* **Collected data entries**:
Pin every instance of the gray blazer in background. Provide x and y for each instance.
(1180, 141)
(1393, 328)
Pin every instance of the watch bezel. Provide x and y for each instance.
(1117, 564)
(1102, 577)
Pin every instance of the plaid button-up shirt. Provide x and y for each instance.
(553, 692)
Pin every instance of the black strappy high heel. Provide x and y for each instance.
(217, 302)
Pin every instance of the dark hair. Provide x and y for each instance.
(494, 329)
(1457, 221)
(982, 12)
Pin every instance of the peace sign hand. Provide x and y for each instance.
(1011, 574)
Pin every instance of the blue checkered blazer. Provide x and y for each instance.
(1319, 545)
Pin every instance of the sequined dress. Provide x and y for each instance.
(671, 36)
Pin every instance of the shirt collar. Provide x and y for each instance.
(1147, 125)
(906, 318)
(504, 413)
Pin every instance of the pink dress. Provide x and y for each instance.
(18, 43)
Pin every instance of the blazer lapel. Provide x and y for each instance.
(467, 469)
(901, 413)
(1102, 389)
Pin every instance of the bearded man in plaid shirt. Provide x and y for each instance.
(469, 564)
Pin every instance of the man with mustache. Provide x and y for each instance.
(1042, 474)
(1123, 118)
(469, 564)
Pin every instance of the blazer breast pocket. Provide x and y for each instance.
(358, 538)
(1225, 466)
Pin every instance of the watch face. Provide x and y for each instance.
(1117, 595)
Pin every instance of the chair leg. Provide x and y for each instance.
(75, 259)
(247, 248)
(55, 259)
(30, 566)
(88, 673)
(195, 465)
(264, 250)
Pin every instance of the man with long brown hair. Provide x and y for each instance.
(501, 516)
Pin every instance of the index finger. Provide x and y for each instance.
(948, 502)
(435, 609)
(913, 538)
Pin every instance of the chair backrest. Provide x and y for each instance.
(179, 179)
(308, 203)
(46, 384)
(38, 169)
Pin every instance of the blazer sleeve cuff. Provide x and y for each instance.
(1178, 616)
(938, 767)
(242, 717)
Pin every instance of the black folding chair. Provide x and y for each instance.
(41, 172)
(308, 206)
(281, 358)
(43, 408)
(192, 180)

* **Assigned task**: This exercise requires the entries above to be restated exactly.

* **Finished task**:
Pin every instance of the gray blazer in background. Provide x and y for each instance.
(1180, 141)
(1393, 328)
Pin every instance of the watch bezel. Provide x and y for each instance.
(1117, 564)
(1102, 577)
Pin every instance of the plaid button-up shirt. Provide x and y for each instance.
(553, 692)
Pin every instance of the black strappy high heel. Provide x and y for each instance.
(217, 302)
Pin every instance of the dark hair. Provide x and y for each instance.
(494, 329)
(1457, 221)
(982, 12)
Pin every instance of the peace sign hand. Provide x and y for each instance.
(1011, 574)
Pin every instance of the blue checkered blazer. Provide x and y for each instance.
(1319, 545)
Pin every instance of the sequined dress. Provide x and y for each instance.
(671, 36)
Pin every instance of the shirt collar. Provide x and y for each instance.
(1147, 125)
(906, 318)
(504, 413)
Pin every instance of the pink dress. Provide x and y for each instance.
(18, 43)
Pin every instance of the blazer lapel. Provide x and y for each instance.
(467, 469)
(901, 413)
(1102, 389)
Pin every instance of the bearded man in plaid shirt. Provide x and y for each instance.
(469, 564)
Pin every instance of the man with mustache. Provide x and y for each instance.
(1042, 474)
(1123, 118)
(469, 564)
Pin every instance of the blazer breast pocket. Provide x and y for each instance.
(358, 538)
(1225, 466)
Pin every instance of the watch face. Provide x and y for each instance.
(1117, 595)
Pin every instance of the chair leg. Provide x and y for each instance.
(75, 259)
(247, 248)
(55, 259)
(30, 566)
(88, 673)
(195, 465)
(264, 250)
Pin every instance of the man with long brown hair. Provide x and y for each instance.
(501, 516)
Pin every instance of the index finger. Provide x and y for each instance.
(948, 502)
(435, 609)
(913, 538)
Pin every instance of the chair backrest. Provide x and y for each instance.
(179, 179)
(308, 203)
(46, 384)
(38, 169)
Pin every instance of the blazer sleeve cuff. Provide x and y for each instance.
(1178, 616)
(938, 767)
(242, 717)
Pin every instance of the black folding chair. Provide x and y for each instance.
(41, 172)
(308, 206)
(281, 358)
(43, 408)
(192, 180)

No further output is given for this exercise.